* **What you are asked to do**
In the entries below, find the line containing "of the rubble". Copy it and all lines after it, exactly, through the end.

(Region pointing data)
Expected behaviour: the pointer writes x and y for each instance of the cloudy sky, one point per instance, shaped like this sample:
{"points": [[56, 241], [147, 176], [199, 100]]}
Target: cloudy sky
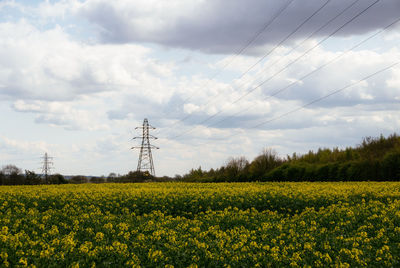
{"points": [[216, 78]]}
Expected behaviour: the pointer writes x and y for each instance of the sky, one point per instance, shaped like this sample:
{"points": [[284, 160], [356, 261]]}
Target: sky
{"points": [[217, 79]]}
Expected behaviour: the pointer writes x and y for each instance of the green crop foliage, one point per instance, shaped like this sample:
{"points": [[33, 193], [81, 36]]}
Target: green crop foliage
{"points": [[347, 224]]}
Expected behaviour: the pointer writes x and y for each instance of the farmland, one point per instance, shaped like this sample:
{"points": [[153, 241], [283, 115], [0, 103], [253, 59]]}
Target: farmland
{"points": [[184, 224]]}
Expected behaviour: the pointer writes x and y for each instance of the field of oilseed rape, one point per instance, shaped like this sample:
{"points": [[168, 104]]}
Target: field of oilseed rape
{"points": [[201, 225]]}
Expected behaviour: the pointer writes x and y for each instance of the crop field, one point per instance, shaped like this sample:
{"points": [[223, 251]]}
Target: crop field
{"points": [[213, 225]]}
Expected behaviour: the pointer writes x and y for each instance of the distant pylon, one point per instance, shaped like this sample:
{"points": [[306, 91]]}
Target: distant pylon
{"points": [[145, 162], [47, 163]]}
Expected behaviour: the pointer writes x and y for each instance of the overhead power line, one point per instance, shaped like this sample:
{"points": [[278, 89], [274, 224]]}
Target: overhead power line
{"points": [[145, 161], [310, 73], [331, 93], [281, 70], [47, 166], [239, 52]]}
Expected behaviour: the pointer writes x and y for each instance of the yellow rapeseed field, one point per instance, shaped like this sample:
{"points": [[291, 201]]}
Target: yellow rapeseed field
{"points": [[349, 224]]}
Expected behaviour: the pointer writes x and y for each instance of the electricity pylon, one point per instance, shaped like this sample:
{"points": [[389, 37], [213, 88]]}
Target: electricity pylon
{"points": [[145, 162], [47, 163]]}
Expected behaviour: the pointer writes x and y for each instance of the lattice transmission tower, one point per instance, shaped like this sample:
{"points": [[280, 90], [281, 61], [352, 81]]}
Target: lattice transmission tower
{"points": [[145, 162], [47, 166]]}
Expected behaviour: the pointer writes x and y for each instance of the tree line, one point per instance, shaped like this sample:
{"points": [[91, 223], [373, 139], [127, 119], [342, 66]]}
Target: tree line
{"points": [[375, 158]]}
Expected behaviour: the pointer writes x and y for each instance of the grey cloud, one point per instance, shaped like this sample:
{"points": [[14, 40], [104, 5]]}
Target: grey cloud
{"points": [[223, 26]]}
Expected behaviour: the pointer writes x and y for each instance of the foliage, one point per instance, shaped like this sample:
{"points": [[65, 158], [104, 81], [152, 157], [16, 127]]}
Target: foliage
{"points": [[374, 159], [348, 224]]}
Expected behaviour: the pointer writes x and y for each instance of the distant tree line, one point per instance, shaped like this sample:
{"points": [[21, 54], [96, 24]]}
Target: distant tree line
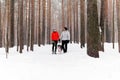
{"points": [[29, 22]]}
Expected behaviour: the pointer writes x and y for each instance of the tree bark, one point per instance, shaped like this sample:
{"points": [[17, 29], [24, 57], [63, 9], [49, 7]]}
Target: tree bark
{"points": [[92, 29], [82, 10]]}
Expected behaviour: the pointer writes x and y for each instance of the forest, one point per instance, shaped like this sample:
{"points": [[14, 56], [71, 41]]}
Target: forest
{"points": [[30, 22]]}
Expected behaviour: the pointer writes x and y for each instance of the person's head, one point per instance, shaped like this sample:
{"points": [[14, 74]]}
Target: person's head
{"points": [[65, 28]]}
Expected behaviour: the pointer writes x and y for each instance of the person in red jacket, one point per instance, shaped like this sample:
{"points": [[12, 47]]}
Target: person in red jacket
{"points": [[55, 39]]}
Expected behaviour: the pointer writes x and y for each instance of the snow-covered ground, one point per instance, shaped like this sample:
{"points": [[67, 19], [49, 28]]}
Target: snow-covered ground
{"points": [[74, 65]]}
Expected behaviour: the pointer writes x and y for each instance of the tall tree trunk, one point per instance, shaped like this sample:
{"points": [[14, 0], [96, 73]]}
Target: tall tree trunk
{"points": [[63, 19], [32, 24], [102, 21], [49, 21], [82, 10], [70, 20], [0, 28], [28, 28], [76, 22], [12, 24], [43, 21], [21, 26], [92, 29], [113, 30], [118, 21], [39, 22]]}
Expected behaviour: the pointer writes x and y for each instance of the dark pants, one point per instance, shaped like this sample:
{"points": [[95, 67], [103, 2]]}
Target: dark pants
{"points": [[64, 45], [54, 46]]}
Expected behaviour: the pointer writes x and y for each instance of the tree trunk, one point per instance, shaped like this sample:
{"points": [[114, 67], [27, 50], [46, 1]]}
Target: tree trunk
{"points": [[21, 26], [43, 21], [118, 21], [82, 10], [32, 25], [0, 28], [39, 23], [92, 29], [63, 20], [49, 22], [12, 24]]}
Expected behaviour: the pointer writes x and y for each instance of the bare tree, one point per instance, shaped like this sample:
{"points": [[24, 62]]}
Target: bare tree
{"points": [[0, 28], [82, 10], [118, 21], [92, 29]]}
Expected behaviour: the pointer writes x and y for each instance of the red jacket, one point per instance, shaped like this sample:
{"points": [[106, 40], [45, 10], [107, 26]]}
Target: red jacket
{"points": [[55, 36]]}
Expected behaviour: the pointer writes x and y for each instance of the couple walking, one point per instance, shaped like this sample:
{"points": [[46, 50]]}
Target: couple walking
{"points": [[64, 37]]}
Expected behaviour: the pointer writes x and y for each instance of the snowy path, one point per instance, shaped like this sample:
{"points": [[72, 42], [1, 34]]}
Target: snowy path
{"points": [[74, 65]]}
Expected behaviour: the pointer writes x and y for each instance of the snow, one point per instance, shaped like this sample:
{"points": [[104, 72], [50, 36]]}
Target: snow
{"points": [[74, 65]]}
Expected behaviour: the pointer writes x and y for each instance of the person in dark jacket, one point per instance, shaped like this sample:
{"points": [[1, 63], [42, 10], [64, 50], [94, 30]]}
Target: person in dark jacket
{"points": [[65, 38], [55, 38]]}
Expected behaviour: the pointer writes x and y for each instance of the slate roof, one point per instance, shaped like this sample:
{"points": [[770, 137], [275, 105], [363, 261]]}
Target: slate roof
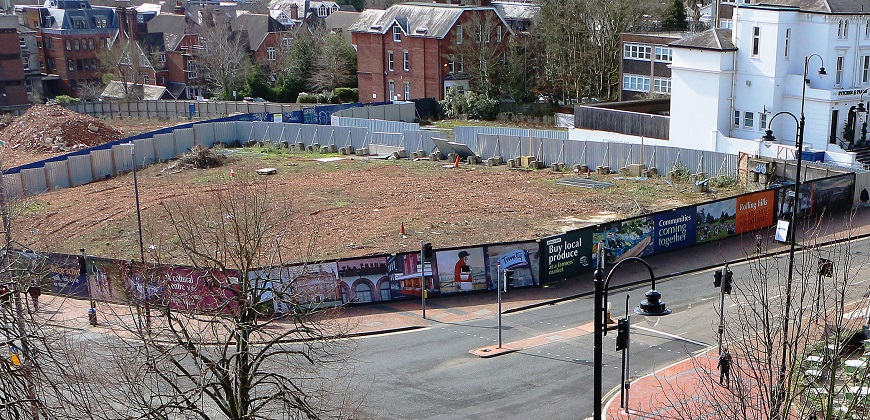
{"points": [[853, 7], [429, 20], [257, 26], [712, 39]]}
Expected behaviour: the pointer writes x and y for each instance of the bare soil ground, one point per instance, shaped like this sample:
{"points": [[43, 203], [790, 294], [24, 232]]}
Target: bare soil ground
{"points": [[358, 205]]}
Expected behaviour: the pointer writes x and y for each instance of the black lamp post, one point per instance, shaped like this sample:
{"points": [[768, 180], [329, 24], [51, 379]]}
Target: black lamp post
{"points": [[799, 143], [652, 306]]}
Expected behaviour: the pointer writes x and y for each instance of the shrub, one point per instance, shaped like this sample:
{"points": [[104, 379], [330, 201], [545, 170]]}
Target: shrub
{"points": [[346, 95]]}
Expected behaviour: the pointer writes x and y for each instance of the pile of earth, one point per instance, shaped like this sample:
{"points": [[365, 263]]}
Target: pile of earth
{"points": [[53, 128]]}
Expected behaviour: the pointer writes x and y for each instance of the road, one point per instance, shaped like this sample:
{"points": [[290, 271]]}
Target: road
{"points": [[430, 374]]}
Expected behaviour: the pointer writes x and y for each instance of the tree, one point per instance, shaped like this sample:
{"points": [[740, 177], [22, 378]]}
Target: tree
{"points": [[675, 17], [223, 60], [481, 52], [770, 377]]}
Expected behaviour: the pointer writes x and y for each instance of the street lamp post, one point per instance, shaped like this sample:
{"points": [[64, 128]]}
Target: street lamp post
{"points": [[799, 142], [652, 306]]}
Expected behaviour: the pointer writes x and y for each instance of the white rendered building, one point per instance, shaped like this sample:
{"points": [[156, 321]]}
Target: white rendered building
{"points": [[727, 85]]}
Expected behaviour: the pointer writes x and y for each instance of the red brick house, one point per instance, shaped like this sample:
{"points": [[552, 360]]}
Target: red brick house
{"points": [[408, 50]]}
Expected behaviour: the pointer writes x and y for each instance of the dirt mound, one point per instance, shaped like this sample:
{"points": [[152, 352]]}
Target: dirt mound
{"points": [[53, 128]]}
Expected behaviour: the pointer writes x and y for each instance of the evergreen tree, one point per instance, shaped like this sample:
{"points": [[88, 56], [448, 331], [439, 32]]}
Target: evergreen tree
{"points": [[675, 18]]}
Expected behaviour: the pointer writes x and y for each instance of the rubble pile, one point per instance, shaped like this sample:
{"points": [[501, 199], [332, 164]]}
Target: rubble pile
{"points": [[53, 128]]}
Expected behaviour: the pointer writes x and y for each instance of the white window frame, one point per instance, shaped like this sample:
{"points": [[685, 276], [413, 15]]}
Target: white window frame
{"points": [[635, 51], [662, 85], [664, 54], [756, 41], [787, 42], [636, 83], [838, 70]]}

* **Exercise response**
Expected behaviour: the pointer writes x and y for each instance of the rubble pile, one point per instance, shaped like this sample:
{"points": [[501, 199], [332, 164]]}
Target: rubble pile
{"points": [[53, 128]]}
Expected behaviour: the pointer writes x and y for each instance of the white window frame, one point per instance, shaped like this sample:
{"points": [[685, 276], [413, 15]]}
Target: white window frame
{"points": [[635, 51], [662, 85], [664, 54], [756, 41], [787, 42], [636, 83], [838, 70]]}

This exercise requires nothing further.